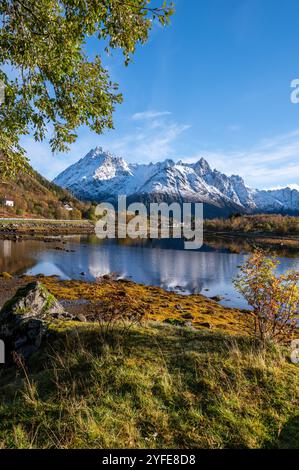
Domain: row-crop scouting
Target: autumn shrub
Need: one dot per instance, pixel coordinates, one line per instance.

* * *

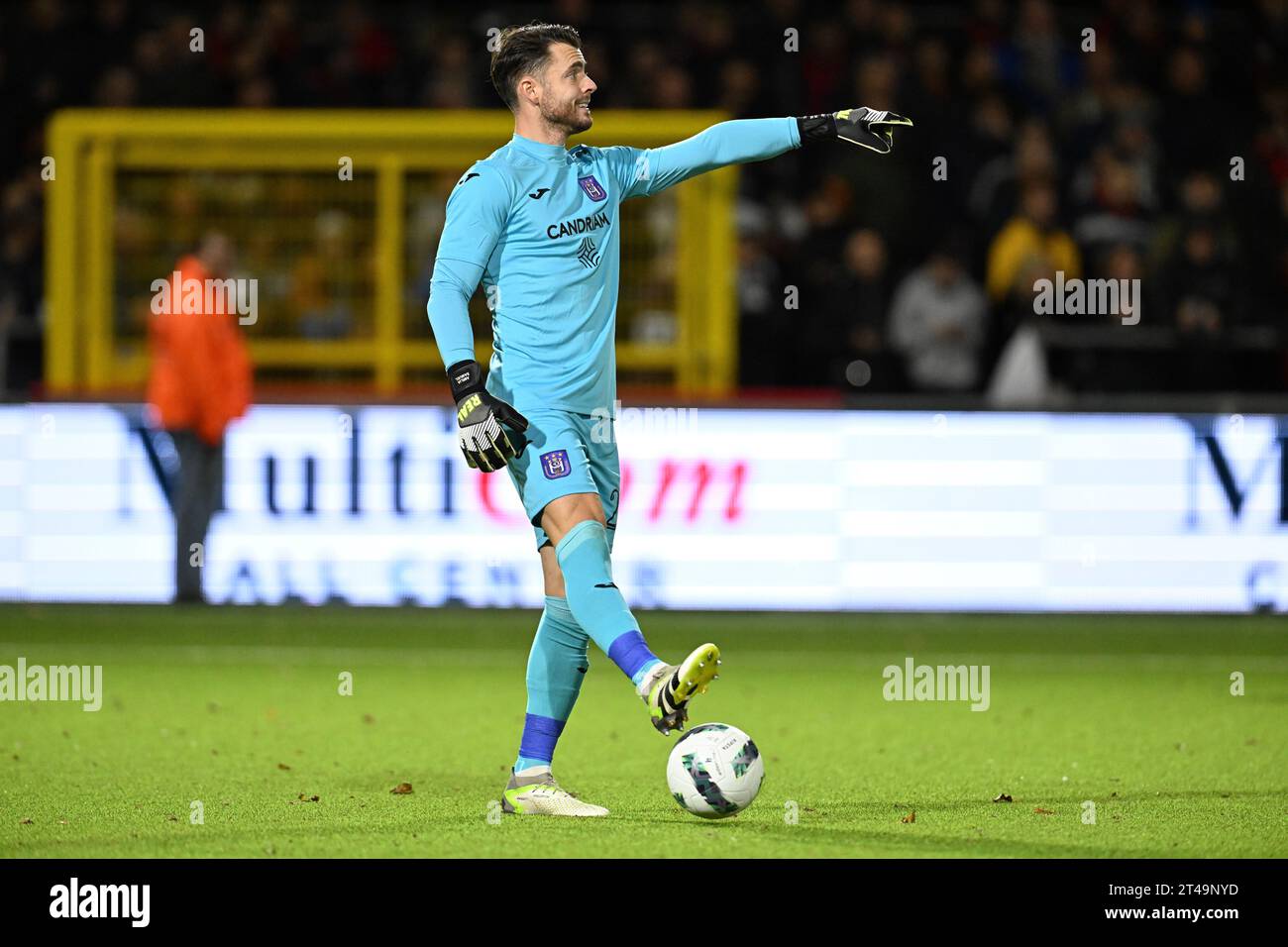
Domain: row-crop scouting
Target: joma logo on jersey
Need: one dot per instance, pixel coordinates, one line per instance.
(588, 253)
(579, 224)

**WHAT THIS TASK INVOLVES**
For the data shown above, give the number of lines where the word "Target" appears, and nothing else.

**TASK RESPONSE**
2